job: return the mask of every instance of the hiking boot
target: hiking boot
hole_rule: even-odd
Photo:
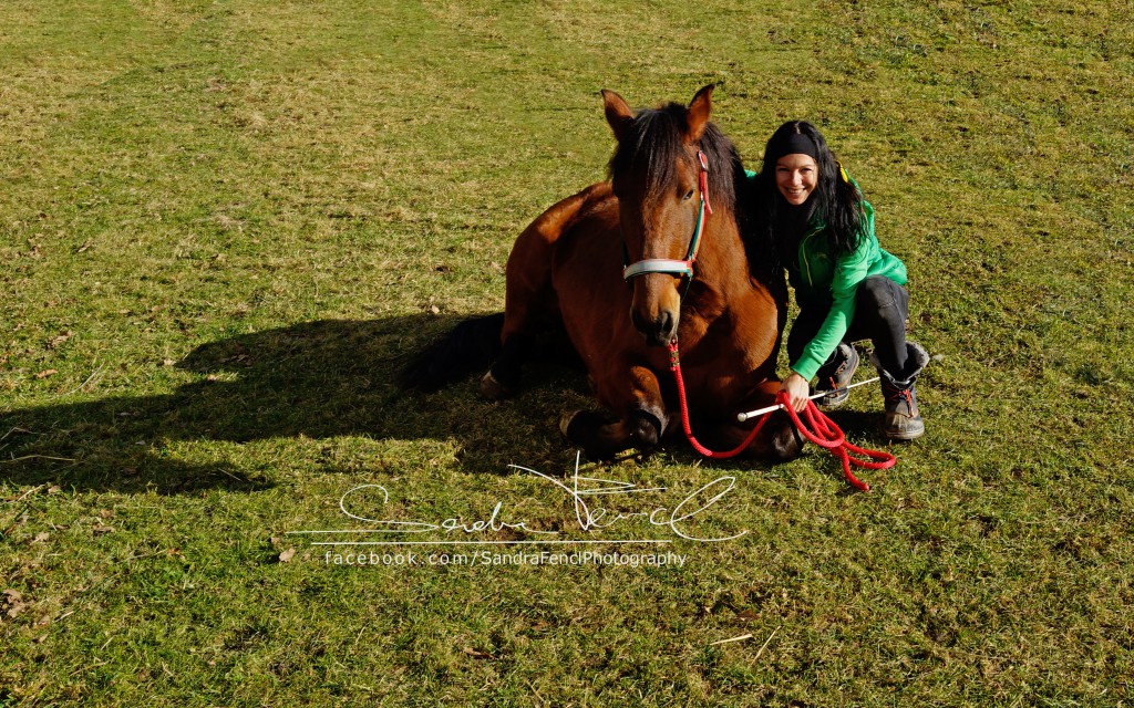
[[[829,392],[827,395],[815,399],[815,403],[824,408],[837,408],[846,403],[850,396],[847,385],[858,369],[858,352],[846,342],[839,342],[835,349],[832,361],[819,367],[815,383],[815,393]]]
[[[886,436],[896,441],[916,440],[925,434],[925,423],[917,412],[917,392],[915,383],[917,375],[929,364],[929,353],[914,342],[906,342],[908,359],[902,379],[879,366],[878,359],[871,356],[882,383],[882,395],[886,398]]]

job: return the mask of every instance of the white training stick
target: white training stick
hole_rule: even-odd
[[[874,383],[878,379],[879,379],[879,377],[875,376],[873,378],[868,378],[866,381],[860,381],[856,384],[850,384],[849,386],[843,386],[841,389],[835,389],[832,391],[823,391],[821,393],[816,393],[815,395],[809,395],[807,399],[809,400],[814,400],[814,399],[822,398],[824,395],[829,395],[831,393],[837,393],[839,391],[849,391],[850,389],[854,389],[855,386],[865,386],[866,384],[872,384],[872,383]],[[752,418],[758,418],[758,417],[763,416],[765,413],[770,413],[773,410],[779,410],[780,408],[784,408],[784,407],[780,406],[779,403],[777,403],[775,406],[769,406],[768,408],[761,408],[760,410],[750,410],[746,413],[736,413],[736,419],[739,420],[741,423],[744,423],[745,420],[750,420]]]

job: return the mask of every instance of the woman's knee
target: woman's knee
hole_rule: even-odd
[[[855,299],[857,309],[863,314],[869,313],[883,321],[905,322],[906,298],[903,295],[902,285],[885,275],[874,275],[862,281]]]

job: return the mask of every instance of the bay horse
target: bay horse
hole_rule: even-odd
[[[562,432],[589,458],[609,459],[649,451],[680,429],[667,350],[676,338],[697,437],[729,449],[742,443],[754,423],[738,424],[736,413],[772,403],[779,387],[787,288],[770,253],[750,248],[750,263],[738,221],[748,180],[709,120],[712,91],[705,86],[688,106],[637,113],[603,91],[618,142],[610,180],[562,199],[519,234],[502,321],[458,326],[412,367],[411,383],[437,387],[481,350],[494,356],[482,393],[508,398],[536,333],[551,323],[566,331],[616,418],[578,411],[565,416]],[[778,412],[744,452],[787,460],[799,447]]]

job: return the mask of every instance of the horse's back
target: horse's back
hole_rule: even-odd
[[[558,318],[553,268],[561,251],[573,247],[573,237],[593,228],[587,222],[598,217],[609,223],[612,214],[617,223],[615,204],[608,182],[591,185],[548,207],[521,232],[508,256],[505,338],[548,315]]]

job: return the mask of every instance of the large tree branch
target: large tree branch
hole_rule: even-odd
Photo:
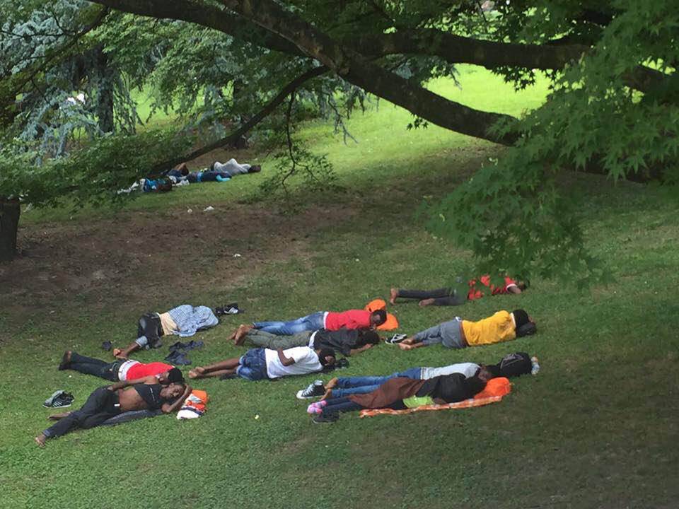
[[[141,16],[195,23],[274,51],[296,56],[305,53],[298,45],[281,34],[272,33],[269,29],[247,16],[236,16],[189,0],[93,1]],[[233,2],[223,3],[228,6]],[[238,9],[234,10],[238,12]],[[481,40],[433,28],[359,36],[342,40],[340,44],[366,57],[426,54],[439,57],[451,64],[473,64],[491,69],[504,66],[541,70],[559,69],[591,50],[590,47],[581,44],[527,45]],[[642,91],[651,86],[657,86],[663,78],[662,73],[642,66],[625,76],[629,86]]]
[[[260,26],[294,42],[312,58],[367,92],[402,106],[433,124],[496,143],[512,144],[514,134],[499,136],[489,128],[513,117],[482,112],[438,95],[369,62],[350,48],[269,0],[221,0]]]
[[[8,94],[16,97],[19,94],[23,87],[29,82],[33,81],[33,78],[48,66],[52,65],[55,62],[64,58],[68,55],[67,51],[71,46],[77,42],[81,38],[89,32],[96,28],[103,23],[106,16],[108,15],[109,9],[108,8],[100,8],[95,13],[93,21],[82,30],[76,33],[72,37],[69,39],[65,43],[61,45],[57,48],[49,52],[40,62],[34,62],[30,68],[25,71],[22,71],[16,76],[16,81],[10,85]],[[13,76],[11,76],[13,78]]]
[[[159,19],[173,19],[214,28],[256,46],[301,55],[294,44],[255,23],[211,5],[190,0],[91,0],[112,8]]]
[[[279,105],[285,100],[285,98],[288,95],[294,93],[295,90],[296,90],[304,83],[308,81],[310,79],[327,72],[327,70],[328,69],[327,67],[320,66],[318,67],[313,67],[304,74],[301,74],[283,87],[283,88],[281,89],[276,96],[269,100],[264,106],[264,107],[258,111],[256,115],[250,119],[250,120],[246,122],[233,132],[231,133],[228,136],[224,136],[224,138],[214,141],[213,143],[202,146],[200,148],[197,148],[189,153],[185,153],[178,157],[159,163],[153,168],[152,172],[158,173],[162,172],[168,168],[175,166],[180,163],[195,159],[199,156],[202,156],[208,152],[211,152],[216,148],[219,148],[226,145],[229,145],[234,143],[236,140],[240,138],[240,136],[268,117],[279,106]]]

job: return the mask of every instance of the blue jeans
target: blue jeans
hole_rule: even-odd
[[[404,377],[412,380],[422,380],[422,368],[411,368],[401,373],[392,373],[383,377],[347,377],[337,378],[337,385],[332,389],[332,397],[340,398],[352,394],[372,392],[390,378]]]
[[[292,336],[304,331],[323,329],[325,314],[319,311],[289,322],[255,322],[253,325],[255,329],[277,336]]]
[[[238,361],[240,365],[236,370],[236,374],[241,378],[253,382],[258,380],[267,380],[269,373],[267,371],[267,357],[264,349],[252,349]]]

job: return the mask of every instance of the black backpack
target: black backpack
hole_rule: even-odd
[[[516,352],[506,355],[497,365],[500,376],[510,377],[528,375],[533,369],[530,357],[526,352]]]

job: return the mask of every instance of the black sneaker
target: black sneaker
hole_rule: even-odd
[[[320,397],[325,394],[325,386],[323,380],[314,380],[313,383],[303,390],[297,391],[298,399],[309,399],[314,397]]]
[[[42,404],[42,406],[45,408],[66,408],[73,404],[74,399],[73,394],[70,392],[58,390],[48,397]]]
[[[320,415],[315,415],[311,418],[311,422],[314,424],[330,424],[331,423],[337,422],[340,420],[339,414],[321,414]]]
[[[241,312],[243,312],[243,310],[238,308],[238,303],[231,303],[231,304],[214,308],[214,314],[217,316],[222,315],[238,315]]]

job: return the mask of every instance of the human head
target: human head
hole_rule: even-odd
[[[482,380],[484,382],[487,382],[491,378],[494,378],[498,376],[495,374],[495,371],[492,369],[492,366],[486,365],[485,364],[482,364],[481,367],[479,368],[479,370],[476,372],[476,374],[474,376],[477,377],[480,380]]]
[[[183,177],[186,177],[189,174],[189,168],[186,165],[186,163],[182,163],[177,167],[177,169],[179,170]]]
[[[161,389],[161,397],[163,399],[176,399],[182,394],[186,389],[183,383],[171,383],[167,387]]]
[[[384,310],[377,310],[370,314],[371,327],[379,327],[387,321],[387,312]]]
[[[378,344],[380,342],[380,335],[370,329],[359,329],[359,344]]]
[[[158,381],[163,385],[167,385],[175,382],[183,382],[184,375],[178,368],[173,368],[158,375]]]
[[[530,321],[528,319],[528,314],[525,310],[514,310],[511,312],[511,314],[514,317],[514,324],[516,326],[517,330],[521,325],[527,324]]]
[[[523,337],[530,336],[538,332],[535,322],[524,310],[514,310],[511,312],[514,317],[514,323],[516,325],[516,336]]]
[[[336,360],[335,350],[332,349],[321,349],[318,352],[318,361],[323,367],[332,365]]]

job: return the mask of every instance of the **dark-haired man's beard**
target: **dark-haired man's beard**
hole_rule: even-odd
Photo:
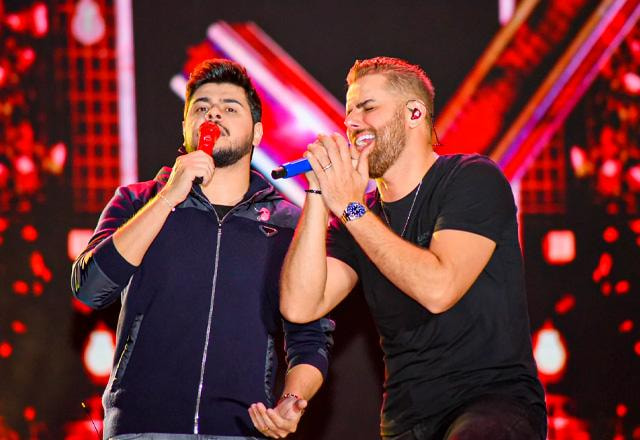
------------------------------------
YOUR INSTRUCTIONS:
Gather every line of the rows above that contains the string "woman", treating uppercase and lowercase as different.

WRITTEN RESPONSE:
job: return the mask of every instance of the woman's knee
target: woman's knee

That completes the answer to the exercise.